THE TASK: Copy every row below word for word, and leave the pictures out of your copy.

· · · · ·

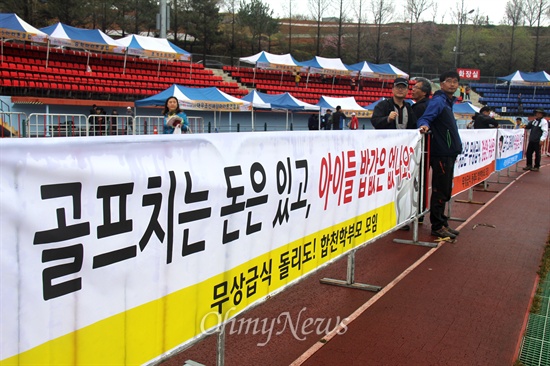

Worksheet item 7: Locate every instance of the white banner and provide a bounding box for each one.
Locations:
[0,131,420,365]
[496,128,525,171]
[452,129,497,196]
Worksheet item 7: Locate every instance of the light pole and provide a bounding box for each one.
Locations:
[454,9,474,69]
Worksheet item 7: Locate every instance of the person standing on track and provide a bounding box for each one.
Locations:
[417,70,462,239]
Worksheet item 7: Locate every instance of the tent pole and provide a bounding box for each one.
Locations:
[46,38,50,69]
[122,48,128,75]
[286,109,288,131]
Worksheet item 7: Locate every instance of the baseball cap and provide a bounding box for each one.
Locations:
[393,78,409,86]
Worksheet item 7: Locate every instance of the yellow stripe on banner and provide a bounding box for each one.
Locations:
[0,202,396,366]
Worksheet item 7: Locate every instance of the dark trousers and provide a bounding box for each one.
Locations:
[430,156,456,230]
[525,141,540,168]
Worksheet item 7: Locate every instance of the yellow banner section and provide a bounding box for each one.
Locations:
[452,161,495,196]
[0,202,396,366]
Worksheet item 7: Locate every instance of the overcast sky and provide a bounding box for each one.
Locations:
[262,0,507,24]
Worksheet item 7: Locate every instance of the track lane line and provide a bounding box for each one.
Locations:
[290,167,529,366]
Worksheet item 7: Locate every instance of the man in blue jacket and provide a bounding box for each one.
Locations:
[417,70,462,239]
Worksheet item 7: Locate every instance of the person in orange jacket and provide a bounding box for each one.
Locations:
[349,113,359,130]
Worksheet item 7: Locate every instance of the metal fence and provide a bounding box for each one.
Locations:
[7,112,205,137]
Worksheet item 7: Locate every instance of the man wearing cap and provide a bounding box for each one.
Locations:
[474,106,498,130]
[371,78,416,130]
[349,112,359,130]
[418,70,462,239]
[332,105,346,130]
[523,108,548,172]
[321,109,332,130]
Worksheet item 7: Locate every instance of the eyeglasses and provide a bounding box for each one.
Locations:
[444,79,458,84]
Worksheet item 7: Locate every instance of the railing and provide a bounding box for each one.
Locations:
[20,113,205,137]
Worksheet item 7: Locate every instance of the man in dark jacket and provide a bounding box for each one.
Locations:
[523,108,548,172]
[371,78,416,130]
[412,78,432,118]
[418,70,462,239]
[332,105,346,130]
[411,77,432,224]
[474,106,498,130]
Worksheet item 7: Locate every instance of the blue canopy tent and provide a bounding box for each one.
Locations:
[298,56,353,87]
[241,90,321,130]
[134,84,254,131]
[118,34,191,73]
[239,51,301,85]
[453,102,479,115]
[40,23,125,70]
[497,70,550,86]
[497,70,550,99]
[348,61,409,79]
[365,98,414,111]
[0,13,48,62]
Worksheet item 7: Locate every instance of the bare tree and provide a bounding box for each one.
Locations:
[353,0,367,62]
[505,0,523,72]
[225,0,238,66]
[453,0,474,68]
[407,0,432,74]
[308,0,330,56]
[431,2,444,23]
[336,0,344,57]
[370,0,393,64]
[524,0,550,71]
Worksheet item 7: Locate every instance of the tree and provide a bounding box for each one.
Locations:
[308,0,330,56]
[226,0,237,66]
[238,0,273,52]
[188,0,221,60]
[524,0,550,71]
[336,0,350,58]
[354,0,366,62]
[370,0,393,64]
[505,0,523,72]
[407,0,432,74]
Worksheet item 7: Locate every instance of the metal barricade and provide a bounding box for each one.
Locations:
[26,113,88,137]
[134,116,204,135]
[0,111,27,137]
[86,114,136,136]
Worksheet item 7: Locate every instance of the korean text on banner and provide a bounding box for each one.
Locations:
[452,129,496,196]
[0,131,420,366]
[496,128,525,171]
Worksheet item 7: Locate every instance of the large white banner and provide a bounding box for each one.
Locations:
[452,129,497,196]
[0,131,420,365]
[496,128,525,171]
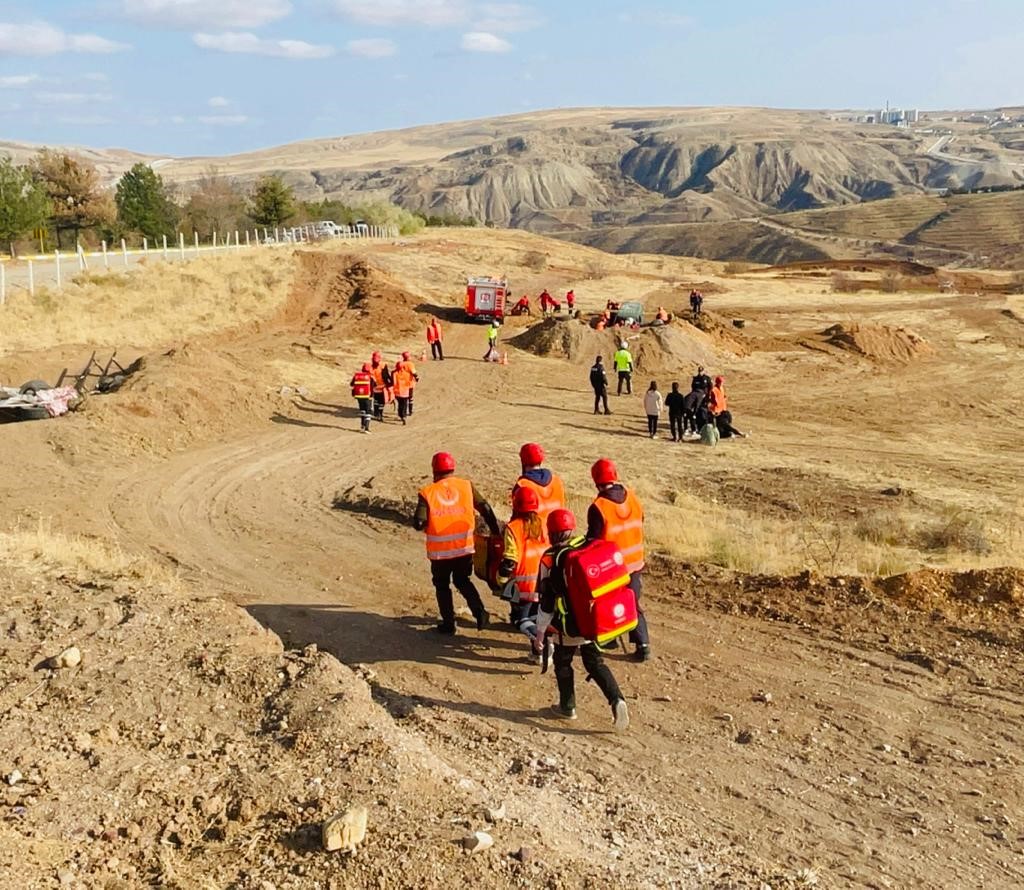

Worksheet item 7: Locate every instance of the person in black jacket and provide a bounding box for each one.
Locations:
[590,355,611,414]
[665,383,686,441]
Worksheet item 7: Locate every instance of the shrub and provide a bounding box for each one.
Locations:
[522,250,548,272]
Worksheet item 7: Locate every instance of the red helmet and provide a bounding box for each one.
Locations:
[512,485,541,513]
[430,452,455,473]
[590,458,618,485]
[519,441,544,467]
[548,510,575,537]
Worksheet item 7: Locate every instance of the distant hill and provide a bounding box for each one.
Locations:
[8,108,1024,259]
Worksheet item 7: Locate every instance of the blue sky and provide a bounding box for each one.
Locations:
[0,0,1024,156]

· · · · ·

SOLUTION TO THIS TASK:
Worksheet item 7: Locate every instance of the white banner and provide a bounding box for each one.
Locations:
[0,131,420,365]
[496,128,525,171]
[452,129,497,196]
Worksheet item 7: Locate every instance of the light pole and provide a bounding box for each one.
Locations:
[454,9,474,69]
Worksheet item 7: Locate every instance of the person standing on track and provide a bounding box for each one.
Locations:
[417,70,462,239]
Worksheet item 7: Locate every instance of the tent pole and provide a bounding box for each one.
Locations:
[46,38,50,69]
[122,48,128,75]
[286,109,288,131]
Worksheet item 7: Locate every instance of the baseball cap and provide a bounding box for each one.
Locations:
[393,78,409,86]
Worksheet item 7: Locate every instance of the yellow stripe on banner and provide a bounding box for each one.
Locations:
[0,202,396,366]
Worksheet item 7: Locate every instance of the dark trousers and provide a bounding box for each one.
Locations:
[430,156,456,230]
[525,141,540,168]
Worksheet item 7: Locate every instance of the yellow banner section and provide a bounding box for each one.
Locations:
[452,161,495,196]
[0,202,396,366]
Worksheet item 7: Locate every instance of the overcast sky and provide a bounding box for each one.
Locations:
[262,0,507,24]
Worksheet item 7: Locate every instance of the track lane line and provide a bounding box for each one.
Locations:
[290,167,529,366]
Worksheet item 7: Locate every instance of the man in blue jacket and provide a bounding box for each one.
Locations:
[417,70,462,239]
Worksheet item 7: Locate every instance of the person in orange jacket and provide a bounding box for each one.
Locations:
[349,113,359,130]
Worksheet item 7: Locate every instance of the metal fence and provide a bounding box for each one.
Locations:
[7,112,205,137]
Worksheet item 7: Locate every instance of the man wearing cap and provide a bounding box for each one.
Locations:
[474,106,498,130]
[371,78,416,130]
[349,112,359,130]
[418,70,462,239]
[332,105,346,130]
[523,108,548,172]
[321,109,332,130]
Worksheet item 7: Locate every instance of the eyeglasses and provide a bounding box for each one.
Locations:
[444,79,458,84]
Worksheet item 7: Locate every instance of the railing and provide a bounding box for each one.
Locations:
[20,113,205,137]
Worksheet item 7: Locate every instance of the man in dark jacket and provide a bounding box for each one.
Locations:
[523,108,548,172]
[371,78,416,130]
[412,78,432,118]
[418,70,462,239]
[332,105,346,130]
[411,77,432,224]
[474,106,498,130]
Worksheet item 7: Locate every instance of the blue canopy tent and provide a bounding box for each one.
Locations:
[298,56,353,87]
[241,90,321,130]
[134,84,254,131]
[118,34,191,73]
[239,51,301,85]
[453,102,479,115]
[40,23,125,70]
[497,70,550,86]
[497,70,550,99]
[348,61,409,79]
[365,98,414,111]
[0,13,48,62]
Worksheet item 7: Locate every instance of the bare tree and provide a bounding box for each one.
Locations:
[353,0,367,62]
[505,0,523,72]
[225,0,238,66]
[453,0,474,68]
[407,0,432,74]
[308,0,330,56]
[431,2,444,23]
[336,0,344,57]
[370,0,393,64]
[524,0,550,71]
Worksheet item 7: Locate every instance of the tree and provide a bounding box for each one.
Locations:
[308,0,330,56]
[226,0,237,66]
[238,0,273,52]
[188,0,221,60]
[524,0,550,71]
[336,0,350,58]
[354,0,366,62]
[370,0,393,64]
[505,0,523,72]
[407,0,432,74]
Worksheet item 7: Locate every instance of the metal barricade and provide a bounding box for each one.
Locations:
[26,113,88,137]
[134,116,204,135]
[0,111,27,137]
[86,114,136,136]
Worksheet item 7: Locate every instance of the korean text on banner and provide a bounding box for each one.
Locations:
[452,129,496,196]
[0,131,420,366]
[496,128,525,171]
Worksheet item 7: Locate every instance of the large white banner and provide a bounding box for each one.
Locations:
[452,129,497,196]
[0,131,420,365]
[496,128,525,171]

Worksheet item 7: Locate every instance of the person in black jacket and provide a bounding box for each one.
Locations:
[590,355,611,414]
[665,383,686,441]
Worksheet item 7: Locate every instance of the shrub and provide a bounding box for each one.
Locations:
[522,250,548,272]
Worksheet item 7: Locate every instance of the red helmet and provide a bounding box for each one.
Locations:
[512,485,541,513]
[430,452,455,473]
[590,458,618,485]
[519,441,544,467]
[548,510,575,537]
Worksheet item 7: Locate every instance of the distant hill and provide a bounding box for each one.
Locations:
[8,108,1024,259]
Worksheet item 7: Locate every instance of the blue sky and provide a bounding box for each one.
Locations:
[0,0,1024,156]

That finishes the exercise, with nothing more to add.